** Problem to solve **
Starting at the line with "Target: wrist", retype each line exactly up to and including the final line of the records below.

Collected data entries

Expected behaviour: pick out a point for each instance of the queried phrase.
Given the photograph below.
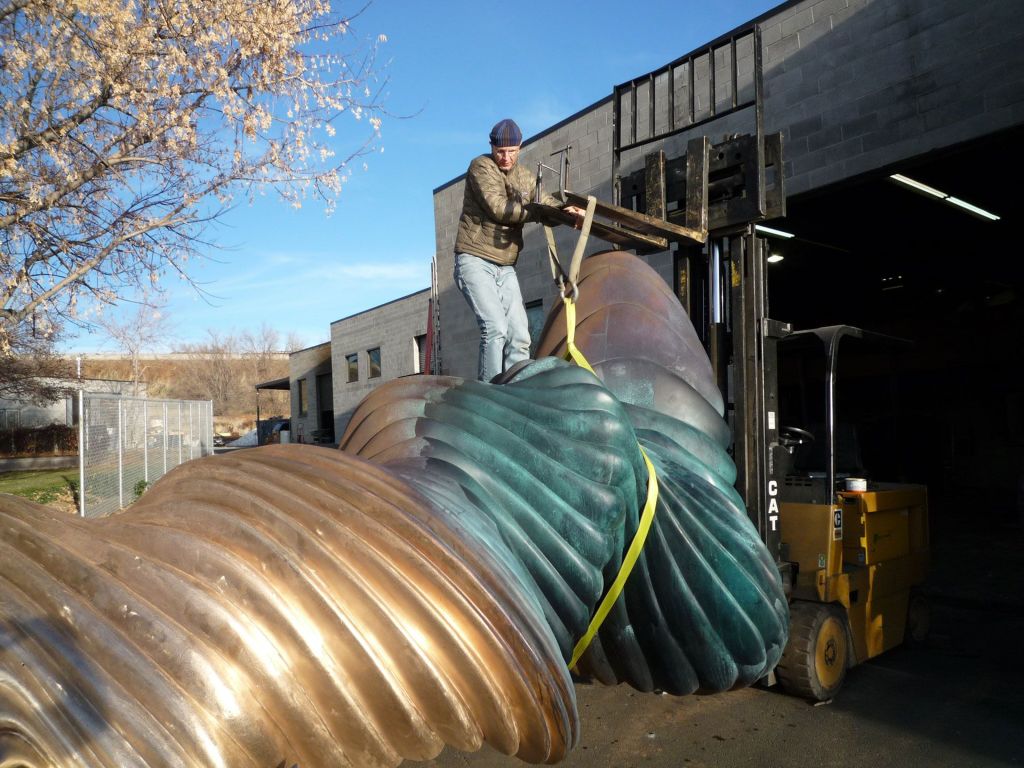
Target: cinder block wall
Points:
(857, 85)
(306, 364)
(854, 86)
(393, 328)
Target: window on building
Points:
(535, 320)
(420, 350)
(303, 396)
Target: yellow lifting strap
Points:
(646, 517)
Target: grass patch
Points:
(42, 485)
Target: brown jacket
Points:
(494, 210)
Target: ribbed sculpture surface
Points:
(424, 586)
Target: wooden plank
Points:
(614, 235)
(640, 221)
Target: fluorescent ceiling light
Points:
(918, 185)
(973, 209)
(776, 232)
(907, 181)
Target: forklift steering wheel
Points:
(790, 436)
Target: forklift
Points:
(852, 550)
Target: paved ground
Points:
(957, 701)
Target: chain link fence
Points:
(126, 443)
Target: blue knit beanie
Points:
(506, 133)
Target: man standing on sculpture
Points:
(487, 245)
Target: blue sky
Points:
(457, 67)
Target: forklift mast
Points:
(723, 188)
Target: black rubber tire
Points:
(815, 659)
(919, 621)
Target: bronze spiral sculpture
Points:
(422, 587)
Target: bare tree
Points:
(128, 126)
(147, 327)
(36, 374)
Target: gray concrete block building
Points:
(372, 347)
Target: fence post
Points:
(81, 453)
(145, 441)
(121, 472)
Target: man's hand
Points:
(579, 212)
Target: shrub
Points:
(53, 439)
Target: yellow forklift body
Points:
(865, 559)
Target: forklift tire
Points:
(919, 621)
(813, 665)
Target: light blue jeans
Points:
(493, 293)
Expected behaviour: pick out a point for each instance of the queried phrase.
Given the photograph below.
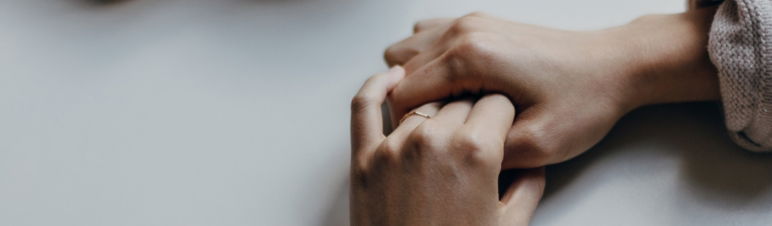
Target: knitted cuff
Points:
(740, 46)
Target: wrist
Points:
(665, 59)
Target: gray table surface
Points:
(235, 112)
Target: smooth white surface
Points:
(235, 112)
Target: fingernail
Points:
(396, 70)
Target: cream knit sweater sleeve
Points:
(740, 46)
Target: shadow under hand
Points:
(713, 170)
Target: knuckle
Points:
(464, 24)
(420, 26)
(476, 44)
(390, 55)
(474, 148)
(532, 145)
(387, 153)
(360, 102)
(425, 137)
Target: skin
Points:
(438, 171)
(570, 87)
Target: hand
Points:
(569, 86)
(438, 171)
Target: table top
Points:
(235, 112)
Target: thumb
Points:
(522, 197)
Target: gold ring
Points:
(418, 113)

** Response to this exercise **
Target: wrist
Points:
(665, 59)
Target: gray table surface
Points:
(235, 112)
Target: smooth white surface
Points:
(235, 112)
Target: fingernail
Points:
(396, 70)
Target: cream knit sweater sleeve
Points:
(740, 46)
Target: shadow under hand
Points:
(713, 170)
Target: knuckle
Points:
(464, 24)
(420, 26)
(476, 44)
(390, 55)
(474, 148)
(532, 145)
(387, 153)
(360, 102)
(425, 137)
Target: skin
Points:
(438, 171)
(570, 87)
Target: hand
Points:
(569, 86)
(438, 171)
Target: table top
Points:
(235, 112)
Target: thumb
Points:
(522, 197)
Target: gold ring
Points:
(418, 113)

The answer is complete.